▶ [Required action]
For the data that follows, give the number of lines in which "pole" appears. Add nothing to it.

Start of Given records

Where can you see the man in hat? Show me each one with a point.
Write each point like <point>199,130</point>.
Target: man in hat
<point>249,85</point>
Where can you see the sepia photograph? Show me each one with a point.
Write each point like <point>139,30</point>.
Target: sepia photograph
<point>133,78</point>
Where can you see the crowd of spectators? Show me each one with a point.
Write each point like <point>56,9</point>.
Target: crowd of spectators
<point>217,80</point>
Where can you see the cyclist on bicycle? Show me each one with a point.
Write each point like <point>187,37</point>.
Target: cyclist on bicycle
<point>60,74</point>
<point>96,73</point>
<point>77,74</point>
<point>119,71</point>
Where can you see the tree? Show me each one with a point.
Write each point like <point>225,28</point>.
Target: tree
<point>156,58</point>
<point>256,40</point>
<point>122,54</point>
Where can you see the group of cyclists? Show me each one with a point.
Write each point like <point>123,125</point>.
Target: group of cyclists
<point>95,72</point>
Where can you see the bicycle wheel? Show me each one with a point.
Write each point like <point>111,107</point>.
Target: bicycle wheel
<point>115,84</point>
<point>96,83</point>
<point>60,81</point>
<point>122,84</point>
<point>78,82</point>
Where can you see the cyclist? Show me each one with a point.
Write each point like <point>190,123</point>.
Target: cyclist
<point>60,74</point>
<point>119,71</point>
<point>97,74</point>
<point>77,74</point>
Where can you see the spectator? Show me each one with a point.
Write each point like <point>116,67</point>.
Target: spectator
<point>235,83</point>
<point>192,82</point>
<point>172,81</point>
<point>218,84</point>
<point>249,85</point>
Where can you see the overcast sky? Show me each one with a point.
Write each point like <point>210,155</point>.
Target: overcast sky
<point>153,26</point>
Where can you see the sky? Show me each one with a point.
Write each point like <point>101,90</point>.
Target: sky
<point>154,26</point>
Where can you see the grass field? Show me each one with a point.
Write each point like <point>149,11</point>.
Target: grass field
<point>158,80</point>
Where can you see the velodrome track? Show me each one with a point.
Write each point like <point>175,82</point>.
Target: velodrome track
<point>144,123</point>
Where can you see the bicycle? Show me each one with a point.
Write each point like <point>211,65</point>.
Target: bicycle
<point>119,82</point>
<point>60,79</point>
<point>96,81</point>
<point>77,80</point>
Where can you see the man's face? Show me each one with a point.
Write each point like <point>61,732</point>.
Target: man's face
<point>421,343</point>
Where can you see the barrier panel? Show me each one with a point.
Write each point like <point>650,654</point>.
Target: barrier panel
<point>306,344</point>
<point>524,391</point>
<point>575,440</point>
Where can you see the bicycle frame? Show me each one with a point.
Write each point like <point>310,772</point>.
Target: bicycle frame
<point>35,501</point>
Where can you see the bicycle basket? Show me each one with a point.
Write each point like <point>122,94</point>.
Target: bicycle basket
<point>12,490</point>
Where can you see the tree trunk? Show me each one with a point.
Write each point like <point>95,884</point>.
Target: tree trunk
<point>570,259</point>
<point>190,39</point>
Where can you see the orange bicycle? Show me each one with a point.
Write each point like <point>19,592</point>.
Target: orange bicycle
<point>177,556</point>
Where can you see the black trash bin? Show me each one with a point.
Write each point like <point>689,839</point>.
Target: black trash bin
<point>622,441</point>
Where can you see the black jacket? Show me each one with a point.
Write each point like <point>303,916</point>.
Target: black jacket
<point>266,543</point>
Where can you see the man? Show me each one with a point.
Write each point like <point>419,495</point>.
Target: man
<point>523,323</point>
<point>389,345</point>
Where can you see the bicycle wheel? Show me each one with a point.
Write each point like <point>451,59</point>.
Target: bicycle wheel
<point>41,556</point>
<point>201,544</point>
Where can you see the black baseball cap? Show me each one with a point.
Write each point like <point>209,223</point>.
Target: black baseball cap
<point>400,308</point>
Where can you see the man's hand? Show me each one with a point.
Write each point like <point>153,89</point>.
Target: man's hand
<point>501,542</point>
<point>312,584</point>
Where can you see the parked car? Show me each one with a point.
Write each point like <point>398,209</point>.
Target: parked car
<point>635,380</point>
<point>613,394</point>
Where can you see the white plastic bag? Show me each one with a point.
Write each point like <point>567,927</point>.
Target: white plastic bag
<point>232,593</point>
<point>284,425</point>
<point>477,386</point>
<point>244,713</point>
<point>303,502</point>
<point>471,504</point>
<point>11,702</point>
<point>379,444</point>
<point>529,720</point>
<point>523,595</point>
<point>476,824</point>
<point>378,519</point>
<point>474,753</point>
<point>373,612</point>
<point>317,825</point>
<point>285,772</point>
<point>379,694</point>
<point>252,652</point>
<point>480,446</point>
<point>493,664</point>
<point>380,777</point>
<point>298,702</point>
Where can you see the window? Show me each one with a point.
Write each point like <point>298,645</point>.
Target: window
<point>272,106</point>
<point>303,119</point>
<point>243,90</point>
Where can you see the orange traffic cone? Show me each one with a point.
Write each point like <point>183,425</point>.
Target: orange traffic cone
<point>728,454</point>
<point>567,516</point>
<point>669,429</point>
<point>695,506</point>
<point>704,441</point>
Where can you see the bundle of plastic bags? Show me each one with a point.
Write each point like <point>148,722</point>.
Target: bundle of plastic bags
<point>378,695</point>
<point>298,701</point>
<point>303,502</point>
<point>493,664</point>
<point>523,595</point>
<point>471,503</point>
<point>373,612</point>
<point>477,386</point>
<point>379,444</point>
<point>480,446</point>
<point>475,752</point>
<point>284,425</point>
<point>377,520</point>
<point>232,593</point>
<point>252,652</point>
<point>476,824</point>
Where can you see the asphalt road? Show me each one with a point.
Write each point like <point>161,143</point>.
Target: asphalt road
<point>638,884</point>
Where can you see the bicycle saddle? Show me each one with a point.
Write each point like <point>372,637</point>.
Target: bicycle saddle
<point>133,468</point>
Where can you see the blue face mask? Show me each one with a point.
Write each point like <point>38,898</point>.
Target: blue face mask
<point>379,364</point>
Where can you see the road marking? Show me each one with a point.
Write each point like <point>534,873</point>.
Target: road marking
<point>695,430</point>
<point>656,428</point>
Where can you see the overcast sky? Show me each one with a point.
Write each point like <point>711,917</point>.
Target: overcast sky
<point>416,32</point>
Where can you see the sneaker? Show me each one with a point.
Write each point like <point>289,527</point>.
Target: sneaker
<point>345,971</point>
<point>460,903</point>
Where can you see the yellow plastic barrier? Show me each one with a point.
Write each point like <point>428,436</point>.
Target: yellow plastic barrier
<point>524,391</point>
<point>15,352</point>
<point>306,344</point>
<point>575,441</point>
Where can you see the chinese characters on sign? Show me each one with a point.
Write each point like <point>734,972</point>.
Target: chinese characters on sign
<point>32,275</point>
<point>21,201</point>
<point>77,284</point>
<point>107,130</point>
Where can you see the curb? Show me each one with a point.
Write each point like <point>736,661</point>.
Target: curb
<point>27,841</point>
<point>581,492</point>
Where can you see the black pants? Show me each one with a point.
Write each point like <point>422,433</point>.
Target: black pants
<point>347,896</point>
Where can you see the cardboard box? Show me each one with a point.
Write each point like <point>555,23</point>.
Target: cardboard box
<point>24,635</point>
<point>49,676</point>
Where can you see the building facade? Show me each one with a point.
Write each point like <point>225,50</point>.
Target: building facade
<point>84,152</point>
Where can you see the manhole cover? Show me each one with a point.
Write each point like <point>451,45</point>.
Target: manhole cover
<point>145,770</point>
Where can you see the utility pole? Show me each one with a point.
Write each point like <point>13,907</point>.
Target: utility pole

End of Given records

▶ [Answer section]
2